- Your task
Each of the lines below must be retyped character for character.

——

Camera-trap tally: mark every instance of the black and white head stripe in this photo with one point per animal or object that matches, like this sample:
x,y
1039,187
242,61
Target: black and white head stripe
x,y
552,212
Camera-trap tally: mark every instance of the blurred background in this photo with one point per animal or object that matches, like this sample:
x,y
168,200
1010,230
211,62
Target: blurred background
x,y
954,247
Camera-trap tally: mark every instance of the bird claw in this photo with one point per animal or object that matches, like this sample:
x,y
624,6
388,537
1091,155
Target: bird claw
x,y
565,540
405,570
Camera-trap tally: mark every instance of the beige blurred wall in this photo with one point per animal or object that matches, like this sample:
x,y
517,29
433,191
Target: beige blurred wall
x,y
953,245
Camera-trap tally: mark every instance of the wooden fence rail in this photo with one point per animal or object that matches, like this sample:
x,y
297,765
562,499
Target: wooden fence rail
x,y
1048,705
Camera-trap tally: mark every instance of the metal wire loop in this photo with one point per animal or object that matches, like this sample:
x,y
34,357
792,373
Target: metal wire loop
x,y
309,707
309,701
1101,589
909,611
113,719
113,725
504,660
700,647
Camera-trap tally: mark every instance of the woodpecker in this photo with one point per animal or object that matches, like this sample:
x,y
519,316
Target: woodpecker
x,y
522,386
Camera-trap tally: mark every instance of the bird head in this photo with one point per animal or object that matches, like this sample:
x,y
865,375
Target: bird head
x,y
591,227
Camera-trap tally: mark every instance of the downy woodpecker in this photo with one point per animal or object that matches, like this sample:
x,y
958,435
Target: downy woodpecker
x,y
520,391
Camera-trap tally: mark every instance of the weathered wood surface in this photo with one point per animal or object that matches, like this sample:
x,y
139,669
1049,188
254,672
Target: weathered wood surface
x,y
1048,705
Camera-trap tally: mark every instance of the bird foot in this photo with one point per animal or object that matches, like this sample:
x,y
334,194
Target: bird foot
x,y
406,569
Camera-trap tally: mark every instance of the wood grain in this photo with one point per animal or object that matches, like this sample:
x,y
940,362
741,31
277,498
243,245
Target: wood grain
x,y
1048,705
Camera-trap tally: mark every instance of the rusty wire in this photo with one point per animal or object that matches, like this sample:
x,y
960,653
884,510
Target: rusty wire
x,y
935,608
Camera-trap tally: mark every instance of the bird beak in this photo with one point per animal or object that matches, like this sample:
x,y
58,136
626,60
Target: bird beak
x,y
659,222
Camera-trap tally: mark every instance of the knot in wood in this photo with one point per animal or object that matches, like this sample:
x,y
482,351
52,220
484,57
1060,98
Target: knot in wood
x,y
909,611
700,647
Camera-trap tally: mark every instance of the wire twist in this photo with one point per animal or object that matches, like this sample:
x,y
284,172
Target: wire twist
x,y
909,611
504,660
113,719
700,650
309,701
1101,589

——

- Reply
Camera-trap tally: mark every instance of the black and white head stripe in this photo with one point per animal or object that matches, like this sample:
x,y
1039,187
242,61
Target: black and white head stripe
x,y
552,212
Camera-trap tally: mark every instance of the blurred background in this photo with one point per animal or object that matches, like this sample:
x,y
168,200
1010,230
211,62
Target: blurred background
x,y
954,247
Camera-trap tally: mark every instance of the bird claw in this photo with one point per animal or object that matches, like this sample:
x,y
624,6
388,537
1091,155
Target: bird claw
x,y
565,540
405,570
Camera-trap tally: mark every instance of the beige blurred wall in this photo with one point per animal or object that matches, like this sample:
x,y
517,29
433,191
Target: beige blurred wall
x,y
953,245
Camera-trap tally: mark every instance of the wooden fence rail in this photo with one point per animal or object that matches, like this sample:
x,y
297,765
562,499
Target: wooden fence rail
x,y
1048,705
Camera-trap tally: mark every instance of the metal wire loop in this photo with one point per animal or object that matches, like this sample:
x,y
34,357
792,373
Target: metal wire loop
x,y
309,707
309,701
1101,589
909,611
113,719
113,725
504,660
700,647
Camera-trap tally: mark every instance of the woodpecker in this photo with one point per animal or object that matches, like this sample:
x,y
519,316
Target: woodpecker
x,y
522,386
Camera-trap tally: mark every instance of the bird head in this photo with one point per animal or object that matches, like this sample:
x,y
865,375
Target: bird head
x,y
591,227
Camera-trap tally: mark every instance of the downy woodpecker in this photo with one point per animal or object that matches, like this sample:
x,y
958,435
Target: downy woodpecker
x,y
520,391
Camera-trap tally: mark every instance of the weathered wood surface in this photo with one point per animal or object that matches, like this sample:
x,y
139,669
1049,188
254,672
Target: weathered wood surface
x,y
1048,705
Camera-trap tally: mark every instance of the bird foot in this photo with one point per animal or object that matches, like this sample:
x,y
334,194
Target: bird foot
x,y
406,569
Camera-trap tally: mark every instance of the wood grain in this photo with one point per animal or object that matches, like this sample:
x,y
940,362
741,31
277,498
243,245
Target: wood grain
x,y
1048,705
Camera-trap tally: mark every instance of the rusty wire in this photo with one point per animal or object that matches, like this sample:
x,y
960,653
884,510
Target: rusty wire
x,y
935,608
Camera-trap tally: mark every instance of the bird beak in this photo with one point per animal or object that matches, like this sample:
x,y
58,136
626,60
Target: bird beak
x,y
659,222
Camera-trap tally: mark every instance of the knot in wood in this photo with one point per animal or object that matches, like this sample:
x,y
482,351
52,220
484,57
1060,98
Target: knot in wood
x,y
909,611
700,647
Camera-trap tally: mark every instance of the wire twist in this photo with one point per animal or object that matches, like this sample:
x,y
284,172
Target: wire twist
x,y
909,611
504,660
113,719
700,650
309,701
1101,589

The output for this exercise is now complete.